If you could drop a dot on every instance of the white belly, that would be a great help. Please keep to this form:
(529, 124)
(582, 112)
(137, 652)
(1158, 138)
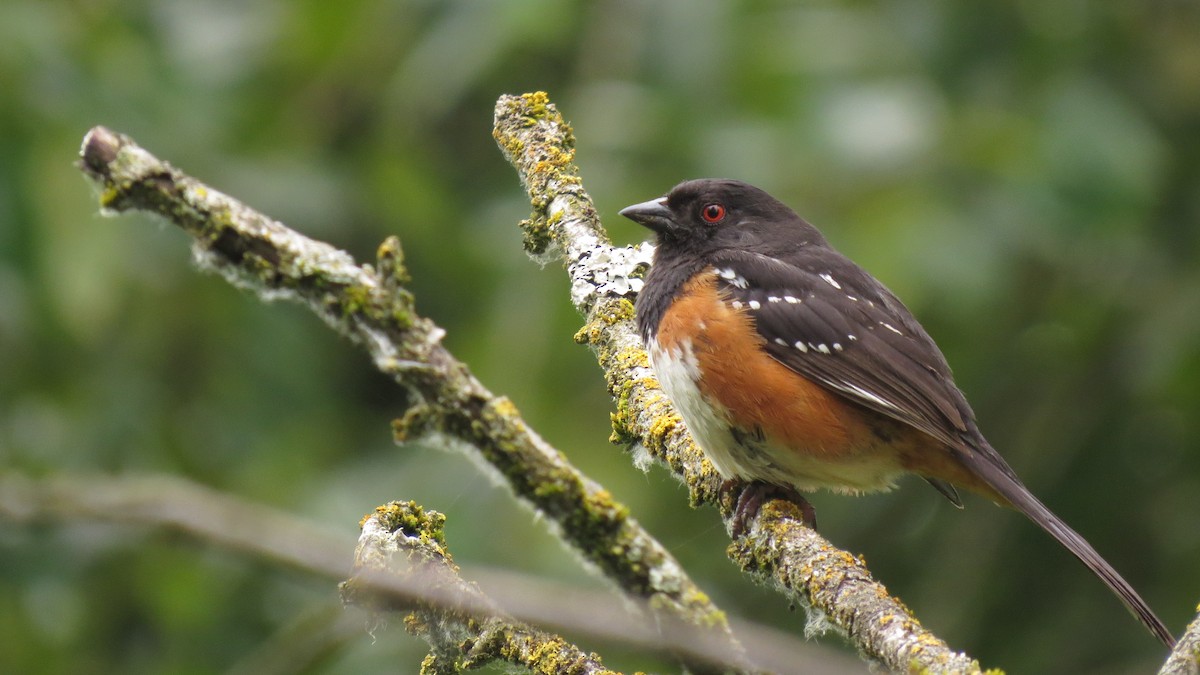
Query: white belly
(741, 454)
------------------------------------------------
▶ [Exercise instructions]
Report how many lines of the items above contain the word "belly". Give only the number.

▶ [Output]
2